On 2 January 1636/7, James Coale was one of four men granted “seven acres apiece, to belong to their several dwelling houses in Plymouth.”  On 16 September 1641, James Cole was granted fifty acres of upland at Lakenhame Meadow, and some meadow to be laid out “upon view.”  On 27 September 1642, he was granted “an enlargement at the head of his lot.”  On 9 September 1661, Samuel Dunham of Plymouth, planter, sold to “James Cole Senior of [Plymouth], shoemaker, all that his part, portion or share of land at Punckateeset.”  On 31 October 1673, James Cole Sr. of Plymouth gave his right to land at Saconnet to his son Hugh Cole of Swansea.
James Cole is often identified as the person after whom Cole’s Hill—the first Pilgrim burial site, opposite Plymouth Rock—was named.

Hugh Cole I (born in 1627, England; died at age 72 in 1699, in MA)
Mary Foxwell  (born in 1635, MA; died at age 53 in 1688, in MA)
6th great-grandparents of the Applegate sisters.
Hugh Cole married Mary Foxwell in 1654 and they had 10 children:  James, Hugh, John, Martha, Anna, Ruth, Joseph, Ebenezer, Mary and Benjamin.
Hugh and his older brother, James, were born in England and came to America with their parents in 1632.

+++++

EXERCISE:
Reproduce the Cole family passage word for word, everything from "James Cole is" down to "Mary and Benjamin.".

Dataset records:
+++++

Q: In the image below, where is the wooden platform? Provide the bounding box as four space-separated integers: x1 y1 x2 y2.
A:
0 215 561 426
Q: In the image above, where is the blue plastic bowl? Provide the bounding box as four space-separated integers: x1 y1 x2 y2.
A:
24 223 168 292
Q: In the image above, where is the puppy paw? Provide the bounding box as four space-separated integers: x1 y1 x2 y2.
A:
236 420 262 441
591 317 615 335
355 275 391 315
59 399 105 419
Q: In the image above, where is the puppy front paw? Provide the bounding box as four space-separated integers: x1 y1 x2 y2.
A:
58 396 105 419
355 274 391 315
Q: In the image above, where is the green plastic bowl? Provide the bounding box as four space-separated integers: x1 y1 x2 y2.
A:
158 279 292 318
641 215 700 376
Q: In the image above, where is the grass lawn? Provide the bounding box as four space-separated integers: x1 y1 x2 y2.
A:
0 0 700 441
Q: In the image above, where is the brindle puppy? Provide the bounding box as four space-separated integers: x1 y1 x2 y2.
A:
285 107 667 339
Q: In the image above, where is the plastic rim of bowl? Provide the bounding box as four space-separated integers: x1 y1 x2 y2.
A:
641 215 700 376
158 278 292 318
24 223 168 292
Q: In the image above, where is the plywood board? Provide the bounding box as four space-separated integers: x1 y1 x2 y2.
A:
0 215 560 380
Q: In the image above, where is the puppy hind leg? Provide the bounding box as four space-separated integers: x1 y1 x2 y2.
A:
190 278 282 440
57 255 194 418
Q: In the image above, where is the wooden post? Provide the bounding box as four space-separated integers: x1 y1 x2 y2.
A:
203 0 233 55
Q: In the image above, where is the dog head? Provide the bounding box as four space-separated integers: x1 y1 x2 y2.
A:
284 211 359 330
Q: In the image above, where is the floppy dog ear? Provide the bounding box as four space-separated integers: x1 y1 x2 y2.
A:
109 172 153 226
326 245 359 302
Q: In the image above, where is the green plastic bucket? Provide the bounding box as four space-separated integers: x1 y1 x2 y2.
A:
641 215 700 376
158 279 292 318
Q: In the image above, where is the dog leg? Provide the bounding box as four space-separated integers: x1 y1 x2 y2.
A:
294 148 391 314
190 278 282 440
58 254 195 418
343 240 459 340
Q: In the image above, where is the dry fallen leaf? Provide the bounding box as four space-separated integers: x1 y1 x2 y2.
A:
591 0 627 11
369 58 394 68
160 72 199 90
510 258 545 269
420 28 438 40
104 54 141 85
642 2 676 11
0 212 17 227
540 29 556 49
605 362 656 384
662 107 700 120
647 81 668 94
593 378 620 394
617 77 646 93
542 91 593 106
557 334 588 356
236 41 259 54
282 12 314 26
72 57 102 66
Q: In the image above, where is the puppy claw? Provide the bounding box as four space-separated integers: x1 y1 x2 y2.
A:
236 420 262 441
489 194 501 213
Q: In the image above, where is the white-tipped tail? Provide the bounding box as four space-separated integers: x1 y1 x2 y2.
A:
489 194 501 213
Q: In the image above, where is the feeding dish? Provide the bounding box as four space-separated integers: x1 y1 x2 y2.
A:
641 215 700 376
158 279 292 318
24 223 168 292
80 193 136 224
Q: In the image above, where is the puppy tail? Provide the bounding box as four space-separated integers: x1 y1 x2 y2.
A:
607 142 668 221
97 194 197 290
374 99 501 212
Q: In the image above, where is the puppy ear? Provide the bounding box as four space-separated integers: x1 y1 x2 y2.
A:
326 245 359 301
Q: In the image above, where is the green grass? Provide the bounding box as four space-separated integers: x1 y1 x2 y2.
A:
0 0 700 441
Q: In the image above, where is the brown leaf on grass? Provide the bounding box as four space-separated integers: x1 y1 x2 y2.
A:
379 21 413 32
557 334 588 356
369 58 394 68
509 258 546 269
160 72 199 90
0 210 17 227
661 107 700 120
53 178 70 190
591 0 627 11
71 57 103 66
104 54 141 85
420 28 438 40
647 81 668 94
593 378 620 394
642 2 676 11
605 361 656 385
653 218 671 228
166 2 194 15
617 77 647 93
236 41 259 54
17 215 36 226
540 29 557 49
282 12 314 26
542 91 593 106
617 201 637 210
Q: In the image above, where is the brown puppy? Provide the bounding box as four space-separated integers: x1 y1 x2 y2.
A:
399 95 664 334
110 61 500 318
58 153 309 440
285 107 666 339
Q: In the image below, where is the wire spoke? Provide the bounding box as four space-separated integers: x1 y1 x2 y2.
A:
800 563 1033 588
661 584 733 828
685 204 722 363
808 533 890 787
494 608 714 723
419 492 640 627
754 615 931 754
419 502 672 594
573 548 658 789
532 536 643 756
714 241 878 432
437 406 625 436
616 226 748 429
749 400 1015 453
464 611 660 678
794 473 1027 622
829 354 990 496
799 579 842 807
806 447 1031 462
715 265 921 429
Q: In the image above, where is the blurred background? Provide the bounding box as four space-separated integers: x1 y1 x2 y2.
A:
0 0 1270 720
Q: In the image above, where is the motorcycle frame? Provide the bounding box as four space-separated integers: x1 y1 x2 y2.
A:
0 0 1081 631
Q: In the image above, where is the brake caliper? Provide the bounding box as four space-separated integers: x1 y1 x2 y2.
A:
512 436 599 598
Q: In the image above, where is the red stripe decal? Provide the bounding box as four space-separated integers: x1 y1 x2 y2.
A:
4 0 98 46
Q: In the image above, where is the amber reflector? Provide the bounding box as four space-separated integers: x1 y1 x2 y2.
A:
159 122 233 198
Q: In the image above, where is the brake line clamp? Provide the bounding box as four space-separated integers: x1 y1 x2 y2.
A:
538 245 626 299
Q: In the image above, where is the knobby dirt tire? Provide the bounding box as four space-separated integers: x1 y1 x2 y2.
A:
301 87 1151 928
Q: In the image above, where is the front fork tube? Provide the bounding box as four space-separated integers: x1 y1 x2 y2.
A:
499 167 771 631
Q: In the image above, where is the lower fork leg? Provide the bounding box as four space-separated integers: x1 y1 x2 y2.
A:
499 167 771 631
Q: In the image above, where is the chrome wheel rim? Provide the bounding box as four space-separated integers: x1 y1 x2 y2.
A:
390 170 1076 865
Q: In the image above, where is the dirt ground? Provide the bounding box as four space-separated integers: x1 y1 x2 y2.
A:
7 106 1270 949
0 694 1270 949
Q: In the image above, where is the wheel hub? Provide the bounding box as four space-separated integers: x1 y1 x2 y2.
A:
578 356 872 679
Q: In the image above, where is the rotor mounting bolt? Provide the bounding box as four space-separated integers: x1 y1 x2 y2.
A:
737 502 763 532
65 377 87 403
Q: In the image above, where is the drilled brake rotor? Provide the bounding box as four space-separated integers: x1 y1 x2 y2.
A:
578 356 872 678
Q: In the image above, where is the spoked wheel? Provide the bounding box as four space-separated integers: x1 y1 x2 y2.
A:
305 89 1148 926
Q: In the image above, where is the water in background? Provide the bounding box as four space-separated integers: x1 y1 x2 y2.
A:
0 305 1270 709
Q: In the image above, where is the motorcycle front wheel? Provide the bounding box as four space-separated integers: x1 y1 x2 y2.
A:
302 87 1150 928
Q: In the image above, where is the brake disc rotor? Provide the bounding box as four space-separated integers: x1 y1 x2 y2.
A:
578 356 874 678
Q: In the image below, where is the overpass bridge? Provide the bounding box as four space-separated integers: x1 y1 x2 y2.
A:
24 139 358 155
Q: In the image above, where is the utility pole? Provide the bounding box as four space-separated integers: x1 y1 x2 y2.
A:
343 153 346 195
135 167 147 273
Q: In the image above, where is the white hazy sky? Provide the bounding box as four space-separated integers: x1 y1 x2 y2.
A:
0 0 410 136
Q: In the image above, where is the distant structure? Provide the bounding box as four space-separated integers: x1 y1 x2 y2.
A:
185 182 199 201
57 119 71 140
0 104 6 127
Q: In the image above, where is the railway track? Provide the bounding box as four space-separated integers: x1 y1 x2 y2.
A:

+++++

ANSWER TO THE PROBLEM:
James Cole is often identified as the person after whom Cole’s Hill—the first Pilgrim burial site, opposite Plymouth Rock—was named.

Hugh Cole I (born in 1627, England; died at age 72 in 1699, in MA)
Mary Foxwell  (born in 1635, MA; died at age 53 in 1688, in MA)
6th great-grandparents of the Applegate sisters.
Hugh Cole married Mary Foxwell in 1654 and they had 10 children:  James, Hugh, John, Martha, Anna, Ruth, Joseph, Ebenezer, Mary and Benjamin.